● Text section:
--------------------
Image rendering devices such as photocopiers, printers, facsimile machines, and other image producing devices, have been widely used in commerce and industry. Computing devices have also been widely used in commerce and industry. Higher demand for these computing devices has resulted in faster processing speeds that are sufficient for electronically detecting defects in the images rendered by image rendering devices. Detection of image quality defects ensures the production of quality images by image rendering devices.
It may be desirable to take measurements from actual customer documents. This is advantageous in that it avoids the printing of numerous test patterns that would ordinarily be required to acquire information concerning the printing device performance.
There are various existing approaches for detecting image quality defects in images rendered by image rendering devices. In order to detect image quality defects, images rendered by an image rendering device, such as a printer, are captured by an image capturing device, such as a camera, a scanner, or the like, and are compared with synthetic models of the ideal image (e.g., the electronic input image) to detect the existence of an artifact or defect in the printed image. One such system was proposed in U.S. Patent Application Publication No. 2006/0110009, herein incorporated by reference, in its entirety. Due to the full-color information required in these systems, the sensing is performed on post-fused images rather than unfused images (e.g., sensing on the photoreceptor belt or other intermediate image bearing surface). Other systems are known for sensing fused prints, such as printed sheets of paper, such as U.S. patent application Ser. No. 12/109,203, filed Apr. 24, 2008; and Ser. No. 12/018,540, filed Jan. 23, 2008, herein incorporated by reference in their entireties.
In addition, systems exist in which sensors are positioned adjacent to a photoreceptor belt or other image bearing surfaces to detect special test patches and other diagnostic patterns to monitor, diagnose and control IQ problems. One of the advantages of sensing on the photoreceptor belt is that it permits the opportunity to print and sense test-patterns in the inter-document zones (IDZs) or on the normal imaging areas of the belt without making test prints on paper. These are not visible to the customer and do not waste paper.
There are, however, limitations in sensing full color on the photoreceptor belt. For example, since unfused toner is to a large extent opaque, only the top surface can be readily sensed. As such, sensing on the photoreceptor belt can sense substantially only the top-most toner layer of the image.
--------------------
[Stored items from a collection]
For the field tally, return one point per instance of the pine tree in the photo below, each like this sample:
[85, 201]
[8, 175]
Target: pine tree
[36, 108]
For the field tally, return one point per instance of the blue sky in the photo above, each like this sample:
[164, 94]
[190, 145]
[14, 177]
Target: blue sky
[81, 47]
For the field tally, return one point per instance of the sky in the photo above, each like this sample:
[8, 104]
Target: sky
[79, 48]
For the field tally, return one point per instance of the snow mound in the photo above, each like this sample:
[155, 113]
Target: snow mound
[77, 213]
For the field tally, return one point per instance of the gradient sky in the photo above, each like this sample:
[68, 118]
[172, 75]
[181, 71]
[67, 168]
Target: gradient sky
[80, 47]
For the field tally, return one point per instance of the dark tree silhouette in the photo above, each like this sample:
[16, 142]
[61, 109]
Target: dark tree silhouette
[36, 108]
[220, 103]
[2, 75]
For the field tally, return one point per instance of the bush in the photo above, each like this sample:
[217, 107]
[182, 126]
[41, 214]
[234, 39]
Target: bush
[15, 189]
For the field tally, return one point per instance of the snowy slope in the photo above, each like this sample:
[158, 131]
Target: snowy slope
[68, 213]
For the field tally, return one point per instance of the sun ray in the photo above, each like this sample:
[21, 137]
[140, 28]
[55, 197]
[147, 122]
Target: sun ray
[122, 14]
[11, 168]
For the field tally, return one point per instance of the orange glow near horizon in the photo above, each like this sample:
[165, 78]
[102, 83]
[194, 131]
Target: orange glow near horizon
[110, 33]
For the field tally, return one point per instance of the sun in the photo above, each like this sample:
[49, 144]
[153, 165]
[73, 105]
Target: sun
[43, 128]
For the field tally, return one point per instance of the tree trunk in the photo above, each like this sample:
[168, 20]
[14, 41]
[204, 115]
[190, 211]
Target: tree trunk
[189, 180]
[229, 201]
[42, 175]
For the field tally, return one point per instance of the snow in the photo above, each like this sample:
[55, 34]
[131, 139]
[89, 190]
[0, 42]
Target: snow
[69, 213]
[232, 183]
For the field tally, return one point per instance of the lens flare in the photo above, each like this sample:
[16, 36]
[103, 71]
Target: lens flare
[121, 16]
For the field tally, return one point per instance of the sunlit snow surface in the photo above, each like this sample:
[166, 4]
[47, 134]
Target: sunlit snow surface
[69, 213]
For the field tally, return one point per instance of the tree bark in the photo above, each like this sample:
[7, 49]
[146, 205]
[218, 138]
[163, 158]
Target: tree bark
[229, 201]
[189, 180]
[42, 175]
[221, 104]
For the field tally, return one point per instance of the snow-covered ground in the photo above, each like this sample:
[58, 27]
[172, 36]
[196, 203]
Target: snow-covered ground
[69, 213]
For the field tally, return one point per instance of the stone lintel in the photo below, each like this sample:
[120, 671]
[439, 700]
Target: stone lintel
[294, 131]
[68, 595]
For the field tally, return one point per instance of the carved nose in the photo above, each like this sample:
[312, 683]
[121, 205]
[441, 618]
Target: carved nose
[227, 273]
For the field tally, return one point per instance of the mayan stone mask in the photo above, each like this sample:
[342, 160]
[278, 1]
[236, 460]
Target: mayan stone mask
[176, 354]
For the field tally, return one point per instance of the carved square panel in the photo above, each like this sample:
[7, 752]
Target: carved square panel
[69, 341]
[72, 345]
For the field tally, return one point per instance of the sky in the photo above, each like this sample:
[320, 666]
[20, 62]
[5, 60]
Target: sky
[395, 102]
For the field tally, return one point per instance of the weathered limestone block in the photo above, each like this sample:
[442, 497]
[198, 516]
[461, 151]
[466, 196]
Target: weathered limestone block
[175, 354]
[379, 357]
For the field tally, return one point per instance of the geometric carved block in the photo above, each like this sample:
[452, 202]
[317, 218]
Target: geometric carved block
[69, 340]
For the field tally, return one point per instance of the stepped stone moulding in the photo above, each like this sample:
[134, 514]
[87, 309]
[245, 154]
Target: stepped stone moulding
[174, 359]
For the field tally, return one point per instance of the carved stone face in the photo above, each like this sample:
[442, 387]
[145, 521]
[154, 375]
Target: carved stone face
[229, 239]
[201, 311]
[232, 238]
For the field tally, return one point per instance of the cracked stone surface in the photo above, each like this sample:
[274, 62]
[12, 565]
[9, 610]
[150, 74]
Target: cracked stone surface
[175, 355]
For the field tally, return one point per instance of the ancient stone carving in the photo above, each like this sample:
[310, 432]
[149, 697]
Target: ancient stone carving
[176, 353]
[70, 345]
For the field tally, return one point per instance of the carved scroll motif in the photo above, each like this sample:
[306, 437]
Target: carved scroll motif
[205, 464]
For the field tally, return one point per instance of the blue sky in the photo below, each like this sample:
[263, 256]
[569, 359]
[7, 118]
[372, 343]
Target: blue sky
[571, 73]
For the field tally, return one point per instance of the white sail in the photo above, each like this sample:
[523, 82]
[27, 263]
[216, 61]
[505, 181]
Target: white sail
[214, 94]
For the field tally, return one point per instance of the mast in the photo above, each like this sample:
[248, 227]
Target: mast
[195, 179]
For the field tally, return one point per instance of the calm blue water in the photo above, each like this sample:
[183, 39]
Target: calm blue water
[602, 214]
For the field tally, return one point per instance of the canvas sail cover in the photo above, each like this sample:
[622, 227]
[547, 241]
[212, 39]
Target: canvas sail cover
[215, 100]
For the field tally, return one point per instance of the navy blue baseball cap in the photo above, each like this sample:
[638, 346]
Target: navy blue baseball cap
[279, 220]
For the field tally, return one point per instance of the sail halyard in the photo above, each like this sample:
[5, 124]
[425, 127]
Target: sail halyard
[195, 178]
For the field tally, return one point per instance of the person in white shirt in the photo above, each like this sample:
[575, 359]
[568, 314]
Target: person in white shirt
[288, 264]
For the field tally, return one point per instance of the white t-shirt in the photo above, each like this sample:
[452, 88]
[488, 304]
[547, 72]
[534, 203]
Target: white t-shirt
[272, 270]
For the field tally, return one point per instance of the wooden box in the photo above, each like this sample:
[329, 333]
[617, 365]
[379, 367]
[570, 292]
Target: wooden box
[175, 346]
--------------------
● Apply what you read:
a: In the image defect passage, why can sensing on the photoreceptor belt pick up substantially only the top-most toner layer?
b: Please duplicate the image defect passage from "Image rendering devices such" up to and including "printing device performance.".

● Set of answers:
a: Unfused toner is largely opaque, so only the top surface can be readily sensed.

b:
Image rendering devices such as photocopiers, printers, facsimile machines, and other image producing devices, have been widely used in commerce and industry. Computing devices have also been widely used in commerce and industry. Higher demand for these computing devices has resulted in faster processing speeds that are sufficient for electronically detecting defects in the images rendered by image rendering devices. Detection of image quality defects ensures the production of quality images by image rendering devices.
It may be desirable to take measurements from actual customer documents. This is advantageous in that it avoids the printing of numerous test patterns that would ordinarily be required to acquire information concerning the printing device performance.